** Data shown **
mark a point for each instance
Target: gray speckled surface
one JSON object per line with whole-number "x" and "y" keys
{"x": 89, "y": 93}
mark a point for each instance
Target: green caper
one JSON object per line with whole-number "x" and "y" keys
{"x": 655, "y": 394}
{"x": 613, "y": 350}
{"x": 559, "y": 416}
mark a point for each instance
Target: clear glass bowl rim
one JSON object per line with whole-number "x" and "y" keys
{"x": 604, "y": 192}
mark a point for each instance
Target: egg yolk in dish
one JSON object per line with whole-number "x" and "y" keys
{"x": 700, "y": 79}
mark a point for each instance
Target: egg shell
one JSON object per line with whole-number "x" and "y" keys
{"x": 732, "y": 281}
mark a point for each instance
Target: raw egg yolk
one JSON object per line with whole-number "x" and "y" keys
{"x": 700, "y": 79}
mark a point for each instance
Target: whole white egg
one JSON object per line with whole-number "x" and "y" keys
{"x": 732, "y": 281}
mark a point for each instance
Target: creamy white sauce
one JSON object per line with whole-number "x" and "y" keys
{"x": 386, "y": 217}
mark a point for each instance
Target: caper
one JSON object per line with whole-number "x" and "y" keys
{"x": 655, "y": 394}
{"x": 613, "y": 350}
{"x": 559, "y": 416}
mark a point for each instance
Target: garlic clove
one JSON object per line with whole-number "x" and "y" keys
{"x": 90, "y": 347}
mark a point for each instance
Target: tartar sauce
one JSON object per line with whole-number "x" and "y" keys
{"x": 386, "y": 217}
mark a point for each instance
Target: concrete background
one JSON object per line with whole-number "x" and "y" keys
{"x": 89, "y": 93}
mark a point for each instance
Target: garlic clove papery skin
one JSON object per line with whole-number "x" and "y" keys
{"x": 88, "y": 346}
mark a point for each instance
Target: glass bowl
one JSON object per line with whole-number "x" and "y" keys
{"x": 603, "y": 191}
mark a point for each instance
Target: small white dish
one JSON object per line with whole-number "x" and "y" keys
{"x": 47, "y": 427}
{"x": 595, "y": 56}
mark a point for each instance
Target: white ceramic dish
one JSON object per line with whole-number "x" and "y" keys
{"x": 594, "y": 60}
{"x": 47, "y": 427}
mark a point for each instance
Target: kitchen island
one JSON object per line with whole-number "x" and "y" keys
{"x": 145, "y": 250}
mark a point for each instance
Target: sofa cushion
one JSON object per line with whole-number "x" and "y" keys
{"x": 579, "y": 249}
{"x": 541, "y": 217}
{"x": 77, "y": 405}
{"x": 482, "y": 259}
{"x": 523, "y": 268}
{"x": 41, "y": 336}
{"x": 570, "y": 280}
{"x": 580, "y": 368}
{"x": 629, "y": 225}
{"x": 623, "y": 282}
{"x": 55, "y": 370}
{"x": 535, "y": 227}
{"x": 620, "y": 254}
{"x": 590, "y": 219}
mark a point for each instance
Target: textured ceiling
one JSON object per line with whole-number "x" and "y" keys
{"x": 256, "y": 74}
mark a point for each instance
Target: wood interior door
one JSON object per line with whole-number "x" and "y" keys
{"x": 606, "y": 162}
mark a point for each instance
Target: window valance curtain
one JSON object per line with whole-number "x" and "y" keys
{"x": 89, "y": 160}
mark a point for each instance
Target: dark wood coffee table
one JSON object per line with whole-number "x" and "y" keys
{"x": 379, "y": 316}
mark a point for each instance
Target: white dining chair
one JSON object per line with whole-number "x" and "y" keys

** What is asked **
Reproduce all data above, unchanged.

** Reply **
mark a point for each instance
Target: gray speckled surface
one JSON object per line with whole-number "x" and "y" keys
{"x": 89, "y": 93}
mark a point for each instance
Target: green caper
one JSON object per line with whole-number "x" and "y" keys
{"x": 655, "y": 394}
{"x": 613, "y": 350}
{"x": 559, "y": 416}
mark a point for each instance
Target: clear glass bowl rim
one JSON object per line with whole-number "x" and "y" keys
{"x": 604, "y": 192}
mark a point for each instance
Target: egg yolk in dish
one JSON object per line with whole-number "x" and "y" keys
{"x": 700, "y": 79}
mark a point for each instance
Target: egg shell
one JSON object per line with whole-number "x" and "y" keys
{"x": 732, "y": 281}
mark a point for each instance
Target: raw egg yolk
one JSON object per line with whole-number "x" and "y" keys
{"x": 700, "y": 79}
mark a point for each instance
Target: whole white egg
one JSON object per line with whole-number "x" and "y" keys
{"x": 732, "y": 281}
mark a point for each instance
Target: creamy white sauce
one JSON object per line with whole-number "x" and "y" keys
{"x": 386, "y": 217}
mark a point for each instance
Target: caper
one JSON object per line with whole-number "x" and "y" keys
{"x": 655, "y": 394}
{"x": 613, "y": 350}
{"x": 559, "y": 416}
mark a point for each instance
Target: garlic clove
one JSON object per line with whole-number "x" and "y" keys
{"x": 90, "y": 347}
mark a point for each instance
Target: tartar sauce
one JSON object per line with whole-number "x" and "y" keys
{"x": 386, "y": 217}
mark a point for each instance
Target: concrete background
one JSON object per line with whole-number "x" and "y" keys
{"x": 89, "y": 93}
mark a point for each instance
Target: garlic clove papery skin
one JSON object per line with whole-number "x" and "y" keys
{"x": 88, "y": 346}
mark a point for each instance
Target: glass bowl
one JSON object per line with whole-number "x" and "y" keys
{"x": 603, "y": 191}
mark a point for each instance
Target: small white dish
one JSON object per line with whole-number "x" and "y" keys
{"x": 47, "y": 427}
{"x": 595, "y": 56}
mark a point for each instance
Target: white ceramic dish
one JSON object per line with whole-number "x" and "y" keys
{"x": 594, "y": 60}
{"x": 47, "y": 427}
mark a point for each instance
Target: kitchen island
one JSON object per line with whole-number "x" and "y" keys
{"x": 145, "y": 250}
mark a point for each instance
Target: sofa cushion
one JSON object per line with whole-number "x" and "y" keys
{"x": 579, "y": 249}
{"x": 541, "y": 217}
{"x": 77, "y": 405}
{"x": 482, "y": 259}
{"x": 523, "y": 268}
{"x": 41, "y": 336}
{"x": 570, "y": 280}
{"x": 580, "y": 368}
{"x": 629, "y": 225}
{"x": 623, "y": 282}
{"x": 55, "y": 370}
{"x": 535, "y": 227}
{"x": 620, "y": 254}
{"x": 590, "y": 219}
mark a point for each instance
Target: textured ceiling
one JSON object per line with whole-number "x" and "y" keys
{"x": 256, "y": 74}
mark a point for each instance
Target: wood interior door
one JSON object per line with whole-number "x" and "y" keys
{"x": 606, "y": 162}
mark a point for each instance
Target: window valance curtain
one JSON object per line with whole-number "x" and "y" keys
{"x": 89, "y": 160}
mark a point for each instance
Target: dark wood coffee table
one JSON object per line with whole-number "x" and "y" keys
{"x": 379, "y": 316}
mark a point for each instance
Target: white dining chair
one JSON object per line with whole-number "x" and "y" keys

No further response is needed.